→ Work instructions:
[A] In the tax court opinion, what total amount does the Department find Hurst owes in controlled substance excise tax, including penalties and interest?
[B] List every short form that the tax court opinion defines in parentheses, each with the full term it stands for.

++++ Source ++++

Indianapolis, Indiana    ATTORNEY GENERAL OF INDIANA
    Indianapolis, IN

INDIANA TAX COURT _____________________________________________________________________

GARY G. HURST,                                                        )
                                                                          Petitioner,                                                            )
    v.                                                                     )Cause No. 49T10-9712-TA-00202
         Respondent.    )    


December 27, 1999

    The petitioner, Gary G. Hurst (Hurst), challenges the Department of State Revenue's (Department) finding that Hurst owes controlled substance excise tax (CSET), including penalties and interest, in the amount of $2,470,952.00. Hurst raises two issues for this Court's review:
                     I. Whether Hurst possessed or received delivery of the substance alleged to be marijuana so as to place him within the purview of the CSET statute.

++++ Material supplied ++++

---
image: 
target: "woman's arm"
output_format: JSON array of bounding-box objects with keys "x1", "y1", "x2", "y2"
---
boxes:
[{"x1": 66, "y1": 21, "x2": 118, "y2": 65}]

++++

→ Solutions to the problems:
[A] $2,470,952.00

[B]
Hurst: Gary G. Hurst
Department: Department of State Revenue
CSET: controlled substance excise tax